Your assignment>
Below is a set of records. Repeat them verbatim without the pictures.

Dataset entries>
# # # # # # #

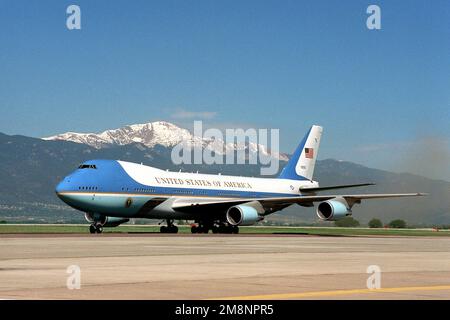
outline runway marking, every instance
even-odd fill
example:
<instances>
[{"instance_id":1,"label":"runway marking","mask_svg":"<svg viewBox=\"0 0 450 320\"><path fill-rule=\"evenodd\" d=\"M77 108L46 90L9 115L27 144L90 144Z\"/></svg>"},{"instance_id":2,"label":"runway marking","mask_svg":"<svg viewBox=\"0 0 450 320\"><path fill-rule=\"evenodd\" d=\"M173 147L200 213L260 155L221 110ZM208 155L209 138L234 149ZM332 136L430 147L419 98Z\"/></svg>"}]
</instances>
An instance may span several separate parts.
<instances>
[{"instance_id":1,"label":"runway marking","mask_svg":"<svg viewBox=\"0 0 450 320\"><path fill-rule=\"evenodd\" d=\"M272 300L272 299L293 299L293 298L320 298L344 296L353 294L374 294L374 293L396 293L396 292L411 292L411 291L439 291L450 290L450 285L445 286L422 286L422 287L393 287L380 289L348 289L348 290L333 290L333 291L313 291L313 292L299 292L299 293L275 293L262 294L254 296L237 296L237 297L222 297L206 300Z\"/></svg>"}]
</instances>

# # # # # # #

Answer to this problem>
outline runway marking, every instance
even-odd fill
example:
<instances>
[{"instance_id":1,"label":"runway marking","mask_svg":"<svg viewBox=\"0 0 450 320\"><path fill-rule=\"evenodd\" d=\"M77 108L46 90L9 115L27 144L90 144Z\"/></svg>"},{"instance_id":2,"label":"runway marking","mask_svg":"<svg viewBox=\"0 0 450 320\"><path fill-rule=\"evenodd\" d=\"M173 147L200 213L260 155L221 110ZM208 155L209 138L234 149ZM332 136L430 147L419 98Z\"/></svg>"}]
</instances>
An instance may span several separate parts.
<instances>
[{"instance_id":1,"label":"runway marking","mask_svg":"<svg viewBox=\"0 0 450 320\"><path fill-rule=\"evenodd\" d=\"M272 300L272 299L293 299L293 298L320 298L344 296L353 294L374 294L374 293L396 293L396 292L411 292L411 291L439 291L450 290L450 285L445 286L422 286L422 287L393 287L380 289L348 289L348 290L333 290L333 291L313 291L313 292L299 292L299 293L275 293L262 294L254 296L237 296L237 297L222 297L206 300Z\"/></svg>"}]
</instances>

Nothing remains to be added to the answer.